Extract every line below, verbatim.

- _Object point labels_
·····
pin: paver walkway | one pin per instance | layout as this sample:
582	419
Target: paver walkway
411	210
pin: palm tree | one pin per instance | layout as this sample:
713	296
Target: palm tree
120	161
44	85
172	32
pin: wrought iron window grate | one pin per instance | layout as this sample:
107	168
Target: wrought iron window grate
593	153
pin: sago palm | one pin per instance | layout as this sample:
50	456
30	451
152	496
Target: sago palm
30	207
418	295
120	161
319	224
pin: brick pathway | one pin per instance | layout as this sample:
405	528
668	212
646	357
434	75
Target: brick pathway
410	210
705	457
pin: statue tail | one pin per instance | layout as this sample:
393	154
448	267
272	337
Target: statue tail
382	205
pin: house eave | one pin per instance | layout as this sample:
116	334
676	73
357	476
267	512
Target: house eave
·····
- _Written response_
pin: paver walkway | one pin per instance | layout as this sample:
582	419
Target: paver walkway
411	210
pin: palm tree | one pin per instance | layout as this sample:
713	296
Target: palm tree
120	161
44	85
172	32
pin: wrought iron window grate | one pin per instance | layout as this sample:
107	168
Target: wrought iron window grate
593	153
pin: sago palm | one pin per instance | layout as this sample:
50	456
30	451
152	496
Target: sago palm
30	207
418	295
120	161
319	224
pin: brick pathway | one pin per instance | layout as this sample:
405	528
668	212
646	357
434	75
Target: brick pathway
410	210
705	457
pin: statue tail | one pin per instance | layout as this sample:
393	154
448	267
272	337
Target: statue tail
382	205
pin: house eave | one pin per instance | layout as this sample:
116	334
676	73
357	476
267	512
Target: house eave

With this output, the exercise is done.